*Exercise instructions:*
A: Using the passage on Saint-Jacut-les-Pins, answer each question:
(i) Which river forms all of the commune's northern boundary?
(ii) Who occupied the area in Classical times?
(iii) In which century did Saint Jacut live?
B: State whether each statement agrees with the passage on Saint-Jacut-les-Pins:
(i) Saint-Jacut-les-Pins lies in the Morbihan department.
(ii) The parish was spared during the French Revolution.
(iii) The municipality has a pharmacy.
C: Reproduce the passage on Saint-Jacut-les-Pins word for word from "In the High" to "a church nearby.".

*Exercise passage:*
Saint-Jacut-les-Pins (/fr/; Sant-Yagu-ar-Bineg) is a commune in the Morbihan department of Brittany in north-western France.

==Geography==
The river Arz forms all of the commune's northern boundary.

==History==
The Celtic Veneti, and then the Romans occupied the area in Classical times.

In the High Middle Ages, Britons founded several villages, Bodnaga, Brehadou
Guidemais, Bina, Redillac, Brandicoet, and Calleon to name just a few of their towns in the area. The name Saint-Jacut-les-Pins comes from a 6th-century Saint Jacut, who arrived with the British emigrants as a boy and established a church nearby.

The parish suffered heavily in the French Revolution.

==Facilities==
The municipality has a medical home, Doctors, a pharmacy and a retirement home which provides a course of activities health for seniors.

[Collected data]

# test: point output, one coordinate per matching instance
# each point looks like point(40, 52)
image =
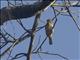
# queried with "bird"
point(49, 30)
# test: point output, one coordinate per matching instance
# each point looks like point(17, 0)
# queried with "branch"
point(51, 54)
point(19, 12)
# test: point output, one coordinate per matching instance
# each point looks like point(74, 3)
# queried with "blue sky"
point(65, 38)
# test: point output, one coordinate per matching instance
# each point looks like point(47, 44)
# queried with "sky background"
point(66, 38)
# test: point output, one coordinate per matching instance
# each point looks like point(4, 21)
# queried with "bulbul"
point(49, 30)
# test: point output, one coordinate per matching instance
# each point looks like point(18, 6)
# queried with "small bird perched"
point(49, 30)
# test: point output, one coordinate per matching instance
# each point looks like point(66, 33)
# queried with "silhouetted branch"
point(19, 12)
point(51, 54)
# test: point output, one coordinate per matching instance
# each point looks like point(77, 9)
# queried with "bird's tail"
point(50, 40)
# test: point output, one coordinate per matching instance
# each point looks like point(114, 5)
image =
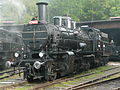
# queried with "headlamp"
point(37, 64)
point(16, 54)
point(41, 54)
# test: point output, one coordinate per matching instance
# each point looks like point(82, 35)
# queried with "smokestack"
point(42, 11)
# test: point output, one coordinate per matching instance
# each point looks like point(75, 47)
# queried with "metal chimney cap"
point(45, 3)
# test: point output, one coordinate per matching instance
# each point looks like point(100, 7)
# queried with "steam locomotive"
point(10, 44)
point(58, 49)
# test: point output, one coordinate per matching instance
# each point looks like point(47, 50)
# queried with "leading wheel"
point(29, 78)
point(51, 73)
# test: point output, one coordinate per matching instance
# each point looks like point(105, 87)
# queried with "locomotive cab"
point(64, 21)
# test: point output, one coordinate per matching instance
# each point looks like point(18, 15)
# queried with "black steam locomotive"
point(61, 49)
point(10, 45)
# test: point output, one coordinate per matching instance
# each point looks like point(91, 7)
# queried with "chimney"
point(42, 11)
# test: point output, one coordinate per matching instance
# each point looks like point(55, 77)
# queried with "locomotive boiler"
point(58, 49)
point(10, 45)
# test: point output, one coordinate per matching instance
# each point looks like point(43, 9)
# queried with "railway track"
point(48, 84)
point(43, 85)
point(9, 73)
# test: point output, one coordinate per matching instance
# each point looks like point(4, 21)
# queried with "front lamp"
point(16, 54)
point(41, 54)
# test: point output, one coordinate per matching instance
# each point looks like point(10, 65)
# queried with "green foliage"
point(79, 10)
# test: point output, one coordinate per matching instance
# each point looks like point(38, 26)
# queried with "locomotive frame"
point(61, 49)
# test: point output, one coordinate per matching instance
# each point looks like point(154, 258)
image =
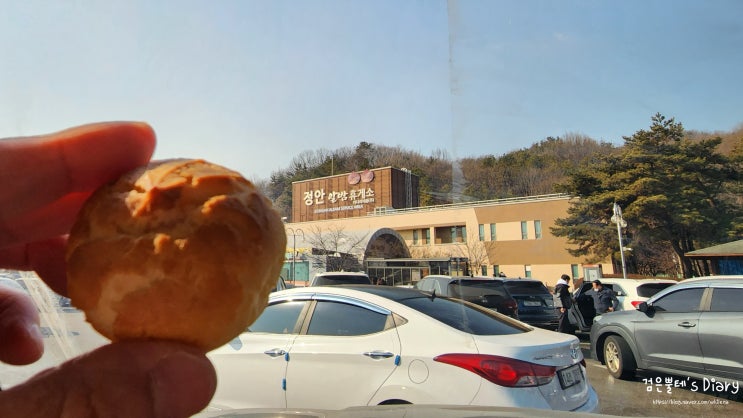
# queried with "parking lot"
point(658, 395)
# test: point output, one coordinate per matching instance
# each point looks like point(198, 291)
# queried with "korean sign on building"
point(352, 194)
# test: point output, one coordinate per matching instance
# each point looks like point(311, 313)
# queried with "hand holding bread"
point(179, 250)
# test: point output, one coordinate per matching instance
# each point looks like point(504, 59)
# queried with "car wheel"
point(618, 358)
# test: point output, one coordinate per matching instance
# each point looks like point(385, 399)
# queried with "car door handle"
point(275, 352)
point(377, 354)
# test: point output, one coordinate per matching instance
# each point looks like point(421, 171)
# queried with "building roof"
point(731, 249)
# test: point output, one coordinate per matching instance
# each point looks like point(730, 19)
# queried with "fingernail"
point(182, 384)
point(28, 343)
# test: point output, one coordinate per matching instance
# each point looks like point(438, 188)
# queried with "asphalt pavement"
point(659, 395)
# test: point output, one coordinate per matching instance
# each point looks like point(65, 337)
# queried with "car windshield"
point(473, 288)
point(526, 288)
point(465, 317)
point(341, 279)
point(649, 289)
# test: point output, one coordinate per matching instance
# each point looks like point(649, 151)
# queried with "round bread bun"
point(181, 250)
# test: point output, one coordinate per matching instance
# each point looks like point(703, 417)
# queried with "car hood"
point(401, 411)
point(619, 316)
point(536, 346)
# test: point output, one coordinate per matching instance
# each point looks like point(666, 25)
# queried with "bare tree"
point(333, 249)
point(476, 252)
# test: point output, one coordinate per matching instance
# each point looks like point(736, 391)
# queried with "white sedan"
point(342, 346)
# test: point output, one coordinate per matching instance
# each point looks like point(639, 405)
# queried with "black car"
point(483, 291)
point(536, 305)
point(332, 278)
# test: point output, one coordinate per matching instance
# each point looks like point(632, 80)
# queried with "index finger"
point(38, 171)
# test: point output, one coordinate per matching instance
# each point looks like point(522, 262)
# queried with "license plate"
point(570, 376)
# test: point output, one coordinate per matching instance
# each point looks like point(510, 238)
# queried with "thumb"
point(125, 379)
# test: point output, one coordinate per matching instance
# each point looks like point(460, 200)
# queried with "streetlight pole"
point(621, 223)
point(294, 232)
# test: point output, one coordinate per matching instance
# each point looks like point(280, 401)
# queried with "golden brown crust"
point(180, 249)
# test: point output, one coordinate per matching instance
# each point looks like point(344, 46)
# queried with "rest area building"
point(370, 221)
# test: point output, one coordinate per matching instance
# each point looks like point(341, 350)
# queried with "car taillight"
point(502, 371)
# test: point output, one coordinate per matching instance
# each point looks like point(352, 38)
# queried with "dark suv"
point(484, 291)
point(536, 305)
point(331, 278)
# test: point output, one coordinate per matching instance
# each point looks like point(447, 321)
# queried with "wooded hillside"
point(526, 172)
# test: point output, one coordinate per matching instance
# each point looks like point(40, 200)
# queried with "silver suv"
point(692, 328)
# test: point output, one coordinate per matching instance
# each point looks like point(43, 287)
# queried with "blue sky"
point(252, 84)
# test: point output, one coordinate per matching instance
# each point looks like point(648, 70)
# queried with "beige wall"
point(546, 257)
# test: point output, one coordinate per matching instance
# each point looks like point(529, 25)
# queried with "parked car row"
point(371, 345)
point(692, 328)
point(629, 292)
point(525, 299)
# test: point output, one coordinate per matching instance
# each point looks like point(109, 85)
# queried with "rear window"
point(471, 288)
point(465, 317)
point(339, 279)
point(527, 288)
point(649, 289)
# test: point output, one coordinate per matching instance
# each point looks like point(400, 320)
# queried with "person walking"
point(562, 291)
point(604, 299)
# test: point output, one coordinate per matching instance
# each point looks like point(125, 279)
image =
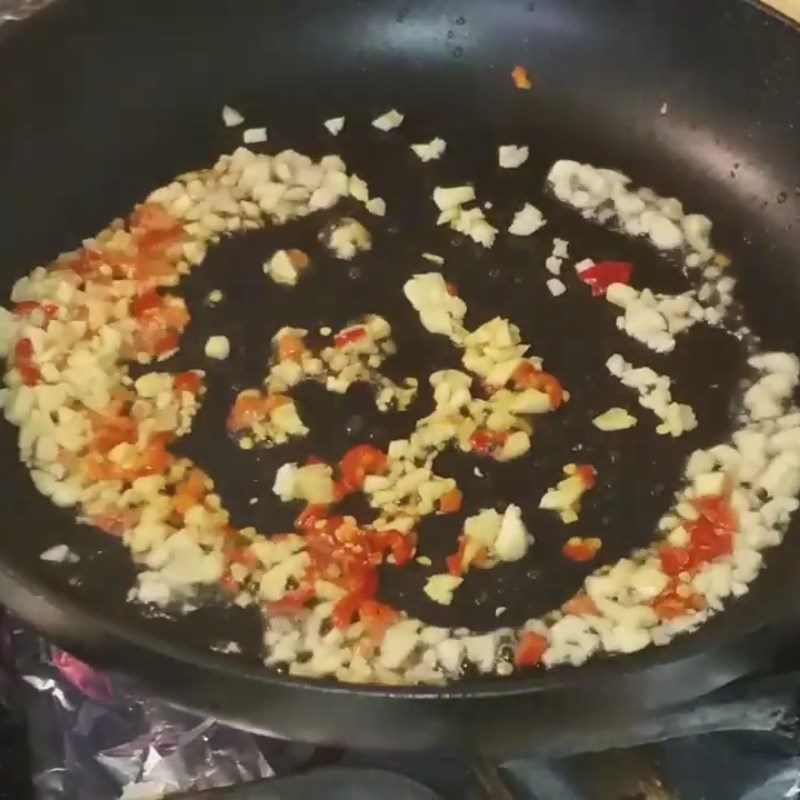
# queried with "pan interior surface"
point(106, 104)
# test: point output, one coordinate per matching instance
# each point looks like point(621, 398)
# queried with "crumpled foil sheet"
point(94, 738)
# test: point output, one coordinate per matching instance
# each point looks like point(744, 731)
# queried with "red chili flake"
point(349, 336)
point(602, 275)
point(187, 382)
point(485, 442)
point(577, 549)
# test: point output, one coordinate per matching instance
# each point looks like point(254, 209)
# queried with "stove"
point(68, 732)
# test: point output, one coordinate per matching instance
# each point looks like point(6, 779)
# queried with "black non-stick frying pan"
point(103, 101)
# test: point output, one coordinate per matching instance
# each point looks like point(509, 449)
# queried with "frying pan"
point(104, 101)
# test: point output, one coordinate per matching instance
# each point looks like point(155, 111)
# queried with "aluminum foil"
point(19, 9)
point(93, 737)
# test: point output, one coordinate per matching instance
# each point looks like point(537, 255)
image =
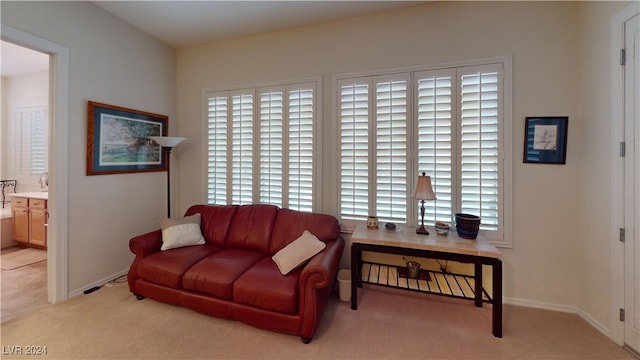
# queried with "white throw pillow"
point(181, 232)
point(297, 252)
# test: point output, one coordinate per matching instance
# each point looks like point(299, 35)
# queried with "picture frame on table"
point(118, 140)
point(545, 139)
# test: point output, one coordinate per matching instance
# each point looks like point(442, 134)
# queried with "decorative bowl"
point(442, 228)
point(467, 225)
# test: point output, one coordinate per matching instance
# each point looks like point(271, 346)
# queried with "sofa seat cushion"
point(215, 274)
point(264, 287)
point(167, 267)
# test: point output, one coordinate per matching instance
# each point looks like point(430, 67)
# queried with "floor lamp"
point(167, 143)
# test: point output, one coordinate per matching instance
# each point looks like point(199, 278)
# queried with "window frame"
point(255, 88)
point(501, 238)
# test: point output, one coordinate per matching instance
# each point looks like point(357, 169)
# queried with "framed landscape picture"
point(545, 140)
point(118, 140)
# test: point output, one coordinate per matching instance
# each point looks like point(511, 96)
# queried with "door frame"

*Numbered answers:*
A:
(i) The river Arz.
(ii) The Celtic Veneti, and then the Romans.
(iii) The 6th century.

B:
(i) Yes: "is a commune in the Morbihan department of Brittany in north-western France"
(ii) No: "The parish suffered heavily in the French Revolution."
(iii) Yes: "The municipality has a medical home, Doctors, a pharmacy and a retirement home"

C:
In the High Middle Ages, Britons founded several villages, Bodnaga, Brehadou
Guidemais, Bina, Redillac, Brandicoet, and Calleon to name just a few of their towns in the area. The name Saint-Jacut-les-Pins comes from a 6th-century Saint Jacut, who arrived with the British emigrants as a boy and established a church nearby.